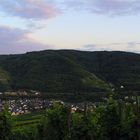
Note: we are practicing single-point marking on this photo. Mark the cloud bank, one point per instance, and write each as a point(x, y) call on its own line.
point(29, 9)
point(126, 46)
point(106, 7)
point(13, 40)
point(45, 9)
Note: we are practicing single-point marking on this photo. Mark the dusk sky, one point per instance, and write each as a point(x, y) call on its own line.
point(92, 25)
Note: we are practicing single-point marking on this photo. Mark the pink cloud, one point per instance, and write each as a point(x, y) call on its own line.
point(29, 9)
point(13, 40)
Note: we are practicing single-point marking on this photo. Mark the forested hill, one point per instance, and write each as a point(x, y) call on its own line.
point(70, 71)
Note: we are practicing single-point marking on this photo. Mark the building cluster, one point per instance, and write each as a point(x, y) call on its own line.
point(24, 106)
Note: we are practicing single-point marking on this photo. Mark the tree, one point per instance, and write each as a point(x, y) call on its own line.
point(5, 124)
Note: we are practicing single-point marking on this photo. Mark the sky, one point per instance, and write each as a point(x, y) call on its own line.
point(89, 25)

=-=-=

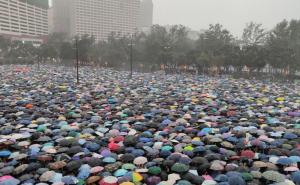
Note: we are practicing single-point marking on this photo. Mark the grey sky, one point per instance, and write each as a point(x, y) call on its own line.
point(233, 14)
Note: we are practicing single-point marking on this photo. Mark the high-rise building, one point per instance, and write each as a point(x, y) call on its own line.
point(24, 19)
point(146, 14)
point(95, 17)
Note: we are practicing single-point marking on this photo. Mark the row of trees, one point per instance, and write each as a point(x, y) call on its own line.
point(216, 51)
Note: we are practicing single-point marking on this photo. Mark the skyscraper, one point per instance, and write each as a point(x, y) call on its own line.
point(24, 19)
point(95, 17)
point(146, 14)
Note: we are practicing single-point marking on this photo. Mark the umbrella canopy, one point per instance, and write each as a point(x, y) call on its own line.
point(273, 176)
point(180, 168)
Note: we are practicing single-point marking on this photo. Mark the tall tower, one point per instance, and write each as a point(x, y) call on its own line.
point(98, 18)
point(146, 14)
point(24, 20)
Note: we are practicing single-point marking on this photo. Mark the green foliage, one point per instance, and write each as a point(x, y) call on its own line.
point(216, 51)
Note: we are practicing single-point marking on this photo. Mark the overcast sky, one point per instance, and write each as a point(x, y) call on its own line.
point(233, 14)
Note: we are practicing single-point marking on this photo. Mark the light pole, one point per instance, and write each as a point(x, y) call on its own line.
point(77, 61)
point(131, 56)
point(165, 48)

=-=-=

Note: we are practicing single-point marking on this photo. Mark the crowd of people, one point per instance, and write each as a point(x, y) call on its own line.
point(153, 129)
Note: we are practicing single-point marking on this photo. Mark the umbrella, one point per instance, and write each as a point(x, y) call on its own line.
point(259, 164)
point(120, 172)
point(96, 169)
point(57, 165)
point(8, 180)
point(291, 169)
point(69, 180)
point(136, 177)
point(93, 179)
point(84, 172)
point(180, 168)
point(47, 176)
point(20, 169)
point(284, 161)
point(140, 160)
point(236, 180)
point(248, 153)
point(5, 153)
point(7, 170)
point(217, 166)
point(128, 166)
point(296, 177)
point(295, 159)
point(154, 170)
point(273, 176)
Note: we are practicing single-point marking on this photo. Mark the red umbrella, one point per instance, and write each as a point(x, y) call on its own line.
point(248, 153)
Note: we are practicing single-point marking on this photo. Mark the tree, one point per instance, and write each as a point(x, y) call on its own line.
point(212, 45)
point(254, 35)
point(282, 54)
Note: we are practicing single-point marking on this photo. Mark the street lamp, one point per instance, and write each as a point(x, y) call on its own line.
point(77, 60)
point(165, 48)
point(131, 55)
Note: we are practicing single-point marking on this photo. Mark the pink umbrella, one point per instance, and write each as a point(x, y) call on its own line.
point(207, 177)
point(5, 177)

=-=-=

**TASK DIRECTIONS:**
Rewrite the part of the records that opens with the line containing "Mark the cloud" and closes with the line containing "point(5, 124)", keeping each request line unchanged. Raise both coordinates of every answer point by 96.

**ANSWER TO THE TASK:**
Note: we are practicing single-point marking on this photo. Mark the cloud bank, one point per instance, and write each as a point(x, y) call on its own line.
point(125, 105)
point(222, 142)
point(202, 103)
point(109, 136)
point(141, 105)
Note: we are practicing single-point marking on this photo. Mark the dusk sky, one point per instance, and write each as a point(x, y) call on its own line.
point(188, 121)
Note: we are practicing single-point marking on this photo. Mark the pink cloud, one point per instance, and write each as a point(x, y) call on its own line.
point(125, 105)
point(109, 136)
Note: we are practicing single-point marking on this photo. Mark the forested hill, one point per instance, and write each as a point(x, y) call on its own line.
point(166, 167)
Note: we are practicing single-point marking on this photo. Mark the building cluster, one point per instance, and write each as a point(x, y) call on its own line.
point(120, 202)
Note: we are practicing single-point marking on this photo. Mark the tree, one point per instance, and write each as a point(x, y) call on its own line.
point(101, 220)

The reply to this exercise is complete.